RECORD SET:

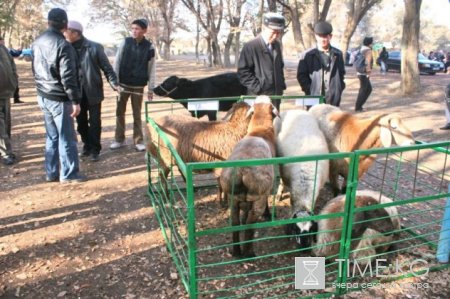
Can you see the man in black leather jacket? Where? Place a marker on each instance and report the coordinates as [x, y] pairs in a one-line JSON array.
[[91, 60], [55, 72], [321, 69], [260, 66]]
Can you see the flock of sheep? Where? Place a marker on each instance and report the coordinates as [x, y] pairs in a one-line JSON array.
[[260, 132]]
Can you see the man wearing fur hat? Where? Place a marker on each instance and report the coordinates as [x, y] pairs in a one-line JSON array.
[[135, 68], [260, 66], [91, 61], [321, 69]]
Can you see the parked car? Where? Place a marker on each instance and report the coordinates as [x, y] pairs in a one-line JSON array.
[[425, 65], [26, 55]]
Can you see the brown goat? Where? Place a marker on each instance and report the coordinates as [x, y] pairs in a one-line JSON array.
[[249, 187], [345, 132]]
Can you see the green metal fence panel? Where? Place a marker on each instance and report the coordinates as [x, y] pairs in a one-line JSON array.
[[197, 229]]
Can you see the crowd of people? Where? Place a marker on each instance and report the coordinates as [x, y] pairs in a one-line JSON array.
[[68, 69]]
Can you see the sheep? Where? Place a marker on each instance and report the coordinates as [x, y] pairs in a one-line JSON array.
[[375, 234], [345, 133], [249, 187], [298, 134], [196, 140]]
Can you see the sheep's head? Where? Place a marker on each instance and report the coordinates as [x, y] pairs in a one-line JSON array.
[[238, 112], [167, 87], [263, 104], [393, 131], [302, 230]]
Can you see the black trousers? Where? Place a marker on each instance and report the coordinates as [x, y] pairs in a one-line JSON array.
[[90, 126], [16, 94], [365, 89]]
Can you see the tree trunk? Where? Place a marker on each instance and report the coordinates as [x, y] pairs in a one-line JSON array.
[[237, 46], [227, 49], [297, 28], [410, 47]]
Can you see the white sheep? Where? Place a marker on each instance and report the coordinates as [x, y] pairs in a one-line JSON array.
[[345, 132], [373, 231], [248, 188], [298, 134], [197, 140]]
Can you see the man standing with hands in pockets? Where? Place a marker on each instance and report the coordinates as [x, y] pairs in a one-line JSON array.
[[135, 68], [55, 72]]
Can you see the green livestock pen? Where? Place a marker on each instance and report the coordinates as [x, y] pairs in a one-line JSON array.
[[197, 228]]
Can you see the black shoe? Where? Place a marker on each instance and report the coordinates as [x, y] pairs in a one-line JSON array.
[[85, 153], [78, 179], [10, 160], [95, 157], [446, 127], [49, 179]]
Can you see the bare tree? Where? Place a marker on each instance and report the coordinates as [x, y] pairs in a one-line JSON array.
[[233, 16], [209, 14], [356, 9], [295, 10], [167, 9], [410, 47]]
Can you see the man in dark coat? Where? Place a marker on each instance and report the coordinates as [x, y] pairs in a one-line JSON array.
[[91, 61], [8, 83], [55, 73], [321, 69], [135, 68], [260, 66]]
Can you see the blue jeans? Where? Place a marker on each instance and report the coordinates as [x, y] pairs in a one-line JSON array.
[[61, 140]]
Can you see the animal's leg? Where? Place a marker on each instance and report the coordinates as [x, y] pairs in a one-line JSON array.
[[235, 221]]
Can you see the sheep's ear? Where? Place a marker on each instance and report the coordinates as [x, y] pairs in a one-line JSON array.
[[275, 111], [250, 112], [385, 136]]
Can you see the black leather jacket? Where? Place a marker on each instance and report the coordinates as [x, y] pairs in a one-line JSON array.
[[92, 59], [55, 67]]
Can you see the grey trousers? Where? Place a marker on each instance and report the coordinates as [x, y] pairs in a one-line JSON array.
[[136, 105], [5, 128]]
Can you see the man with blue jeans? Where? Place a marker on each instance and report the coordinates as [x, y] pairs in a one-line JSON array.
[[55, 72]]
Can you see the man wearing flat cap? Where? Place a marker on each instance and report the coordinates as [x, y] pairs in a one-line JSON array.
[[260, 66], [54, 67], [91, 61], [321, 69], [135, 68], [365, 87]]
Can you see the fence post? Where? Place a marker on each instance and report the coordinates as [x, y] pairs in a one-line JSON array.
[[443, 251]]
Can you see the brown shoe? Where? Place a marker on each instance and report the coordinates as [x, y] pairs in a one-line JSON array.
[[446, 127]]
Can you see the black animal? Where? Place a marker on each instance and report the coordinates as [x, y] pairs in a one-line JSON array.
[[218, 86]]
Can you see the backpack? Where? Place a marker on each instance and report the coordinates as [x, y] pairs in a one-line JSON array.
[[360, 62]]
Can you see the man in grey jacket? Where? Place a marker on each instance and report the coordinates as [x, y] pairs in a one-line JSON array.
[[91, 61], [8, 84], [260, 66], [135, 68], [321, 69]]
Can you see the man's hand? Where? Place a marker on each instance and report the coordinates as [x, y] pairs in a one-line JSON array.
[[76, 110]]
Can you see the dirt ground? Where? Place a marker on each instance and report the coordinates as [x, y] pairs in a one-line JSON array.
[[100, 239]]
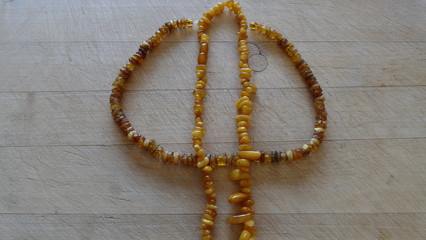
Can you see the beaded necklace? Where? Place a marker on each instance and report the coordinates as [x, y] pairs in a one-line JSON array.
[[245, 156]]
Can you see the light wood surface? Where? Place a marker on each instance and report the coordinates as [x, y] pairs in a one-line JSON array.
[[67, 172]]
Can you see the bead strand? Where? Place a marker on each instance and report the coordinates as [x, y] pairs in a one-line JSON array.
[[315, 89], [223, 159], [245, 156], [203, 159], [117, 91]]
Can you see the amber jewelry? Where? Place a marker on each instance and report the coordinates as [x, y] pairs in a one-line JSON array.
[[245, 156]]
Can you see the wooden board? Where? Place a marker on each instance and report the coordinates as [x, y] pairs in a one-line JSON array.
[[68, 173]]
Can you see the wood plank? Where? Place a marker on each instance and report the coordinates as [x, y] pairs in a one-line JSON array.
[[88, 66], [408, 226], [353, 176], [41, 21], [83, 118]]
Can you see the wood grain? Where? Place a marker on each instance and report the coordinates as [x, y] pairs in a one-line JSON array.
[[68, 173]]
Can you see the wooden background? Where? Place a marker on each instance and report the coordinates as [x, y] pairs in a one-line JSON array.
[[68, 173]]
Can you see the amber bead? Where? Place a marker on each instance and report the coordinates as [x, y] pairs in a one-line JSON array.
[[238, 197], [241, 218]]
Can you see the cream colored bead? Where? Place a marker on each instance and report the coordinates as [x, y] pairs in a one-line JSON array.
[[175, 157], [211, 207], [245, 235], [289, 155], [250, 155], [130, 135], [203, 163], [146, 143], [319, 129], [207, 169], [249, 223], [239, 101]]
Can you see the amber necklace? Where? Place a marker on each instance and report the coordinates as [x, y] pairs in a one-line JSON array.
[[245, 155]]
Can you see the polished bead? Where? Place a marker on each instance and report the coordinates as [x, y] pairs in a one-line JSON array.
[[238, 197], [245, 235], [250, 155], [236, 219], [243, 163], [236, 175], [222, 160], [242, 117], [289, 154]]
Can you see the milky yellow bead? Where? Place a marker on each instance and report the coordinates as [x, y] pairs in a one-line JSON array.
[[175, 157], [203, 163], [250, 155], [249, 223], [245, 235], [236, 175], [319, 129], [207, 169], [130, 135], [207, 222], [242, 117], [238, 197], [289, 154], [211, 207], [239, 101]]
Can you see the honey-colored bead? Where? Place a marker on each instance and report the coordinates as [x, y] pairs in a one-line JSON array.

WHAT TO DO:
Output all the data above verbatim, leaving out images.

EXERCISE RESPONSE:
Can you see the man in black leather jacket? Where? Place a marker on each instance and report the coordinates as [x, y] pairs in a one-line JSON array.
[[91, 60], [55, 72], [321, 69], [260, 66]]
Can you see the flock of sheep? Where? Place a marker on each instance and report the coordinates as [x, y] pairs in a one-line JSON array.
[[260, 132]]
Can you see the man wearing fur hat? Where? Place a marker on each instance and report the coordinates as [x, y] pairs in a one-line JSON array.
[[135, 68], [260, 66], [91, 61], [321, 69]]
Can you see the parked car? Where? Place a marker on each instance and report the coordinates as [x, y] pairs in a one-line JSON array.
[[425, 65], [26, 55]]
Can you see the brown goat? Where? Place a marker on each instance and report the coordinates as [x, y] pairs in a one-line JSON array.
[[249, 187], [345, 132]]
Can you see the green metal fence panel? Where? Place a marker on each instance and report the coordinates as [x, y] pairs in a one-line JSON array.
[[197, 229]]
Can you see the crowd of people? Where? Place a marker on each instance and report the coordinates as [x, y] pairs in a one-line JSON array.
[[68, 69]]
Can you see the sheep? Where? Place a marker on each instance and report the coordinates as [x, y] pairs in a one-line JSON array.
[[375, 234], [345, 133], [249, 187], [298, 134], [196, 140]]
Can you see the sheep's head? Where? Place a marker on each instance and report the coordinates as [x, y] pairs in a one-line JSON array.
[[238, 112], [167, 87], [263, 104], [393, 131], [302, 230]]
Can you see the black trousers? Where? Place a marker on each instance and report the coordinates as [x, y] pairs in a one-line JSON array.
[[90, 126], [16, 94], [365, 89]]
Can you see the tree trunk? Where? Place a marker on each instance and report the coordinates as [x, y] pairs in a one-line JSON array.
[[237, 46], [227, 49], [297, 28], [410, 47]]
Can you see the white sheep? Where? Place a marker on each instance and report the coordinates as [x, y] pairs in a one-line JSON array.
[[345, 132], [373, 231], [248, 188], [298, 134], [197, 140]]
Can you see the man standing with hands in pockets? Where? Place a marker on each instance and report the coordinates as [x, y] pairs in a one-line JSON array.
[[135, 68], [55, 72]]
Can you see the green livestock pen? Where? Place a marker on each instance and report the coordinates as [x, y] pairs in a one-line JSON array.
[[197, 228]]
Can you see the black shoe? Where? Place a marker on each instance and report the coordinates as [x, y] pairs in a one-line JSON array.
[[85, 153], [78, 179], [10, 160], [95, 157], [446, 127], [49, 179]]
Can you see the bare tree? Where? Place a marker on each instance and report the coordinates as [x, y] pairs in a one-line JSON array.
[[233, 16], [209, 14], [356, 9], [295, 10], [167, 9], [410, 47]]
Can you see the man in dark coat? Where? Place a marker on each instance and report the coordinates as [x, y] pairs in a one-line JSON array.
[[91, 61], [8, 83], [55, 73], [321, 69], [135, 68], [260, 66]]
Can you see the blue jeans? Where? Place a marker on each instance and report the coordinates as [x, y] pairs in a one-line JSON array.
[[61, 140]]
Can you see the animal's leg? Where? Place a marker on each instance and report the coordinates as [x, y] pairs in a one-line JSON array.
[[235, 221]]
Can you see the sheep's ear? Where? Place a marker on each instance and report the coordinates as [x, y] pairs in a one-line JSON array.
[[275, 111], [250, 112], [385, 136]]
Can you see the black leather jacket? Where? Place a marker on each instance and report the coordinates as [x, y] pairs in a one-line JSON array.
[[92, 59], [55, 67]]
Can you see the grey trousers? Where? Place a marker on each instance and report the coordinates as [x, y] pairs in a one-line JSON array.
[[136, 105], [5, 128]]
Can you see the man with blue jeans? Where? Place a marker on each instance and report the coordinates as [x, y] pairs in a one-line JSON array.
[[55, 72]]
Can you see the man wearing flat cap? Where? Place a marker on each instance and report the coordinates as [x, y] pairs in a one-line JSON array.
[[260, 66], [54, 67], [91, 61], [321, 69], [135, 68], [365, 87]]
Can you see the fence post? Where? Place a marker on each instance and report the coordinates as [x, y] pairs in a one-line JSON array.
[[443, 251]]
Can you see the brown shoe? Where? Place a marker on each instance and report the coordinates as [x, y] pairs in a one-line JSON array.
[[446, 127]]
Can you see the black animal? Where? Place a marker on each instance and report the coordinates as [x, y] pairs in a one-line JSON array.
[[218, 86]]
Can you see the backpack? Where? Place a marker on each instance and report the coordinates as [x, y] pairs in a one-line JSON array.
[[360, 62]]
Can you see the man in grey jacket? Where? Place a marker on each instance and report the coordinates as [x, y] pairs in a one-line JSON array.
[[91, 61], [8, 84], [260, 66], [135, 68], [321, 69]]
Can you see the man's hand? Where? Place a marker on each instance and report the coordinates as [x, y] pairs in a one-line JSON array.
[[76, 110]]
Can you see the dirt ground? Where? Place a marker on each instance and report the coordinates as [x, y] pairs in a one-line JSON array.
[[100, 239]]
Can you see the beaded necklace? Where? Place a marker on each instance and report the coordinates as [x, y] pairs in a one-line JSON array.
[[245, 156]]
Can you see the light wood surface? Where? Place a marker on each instance and report the coordinates as [x, y] pairs in a one-line JSON array.
[[67, 172]]
Can you see the bead strand? Where? Place a marker on each instance and report the coordinates as [x, y] pairs in a one-line JSON array.
[[315, 89], [223, 159], [245, 156], [203, 159], [117, 91]]
Can you see the amber jewelry? Where? Place a marker on each instance and report the coordinates as [x, y] pairs in a one-line JSON array.
[[245, 156]]
Can you see the wooden board? Where? Place a marker on each instance and report the coordinates as [x, y] pairs in a one-line JSON array.
[[68, 173]]
Can you see the wood plank? Where? Place a marker on each instance and report the coordinates as [x, y] pairs in a one-line JSON array.
[[88, 66], [408, 226], [353, 176], [41, 21], [83, 118]]
Can you see the wood grain? Where? Place a marker on each instance and report the coordinates as [x, y] pairs in a one-line JSON array.
[[68, 173]]
Can you see the wooden background? Where? Place a marker on each instance and report the coordinates as [x, y] pairs in a one-line JSON array.
[[68, 173]]
Can you see the amber bead? Where? Place a marker on each instance and report the coordinates as [x, y] pairs in a one-line JSON array.
[[238, 197], [241, 218]]
Can you see the cream colored bead? Where? Place a marker on each instance and report the coordinates as [x, y] pairs in a one-line JSON array.
[[175, 157], [211, 207], [245, 235], [289, 155], [250, 155], [130, 135], [203, 163], [146, 143], [319, 129], [207, 169], [249, 223], [239, 101]]
Can you see the amber necklace? Where? Place a marker on each instance and report the coordinates as [x, y] pairs in a one-line JSON array.
[[245, 155]]
Can you see the polished bead? Where? Place a marker on each instance and report the coordinates as [x, y] pairs in a one-line JSON array.
[[238, 197], [245, 235], [250, 155], [236, 219], [243, 163], [236, 175], [222, 160], [242, 117], [289, 154]]
Can you see the milky yellow bead? Where? Place a marker on each instance and report the coordinates as [x, y] pairs in a one-line JSON array.
[[175, 157], [203, 163], [250, 155], [249, 223], [245, 235], [236, 175], [319, 129], [207, 169], [130, 135], [207, 222], [242, 117], [238, 197], [289, 154], [211, 207], [239, 101]]
Can you see the honey-colored bead? Where? Place a marker on each instance and report the coordinates as [x, y] pairs in a one-line JSON array.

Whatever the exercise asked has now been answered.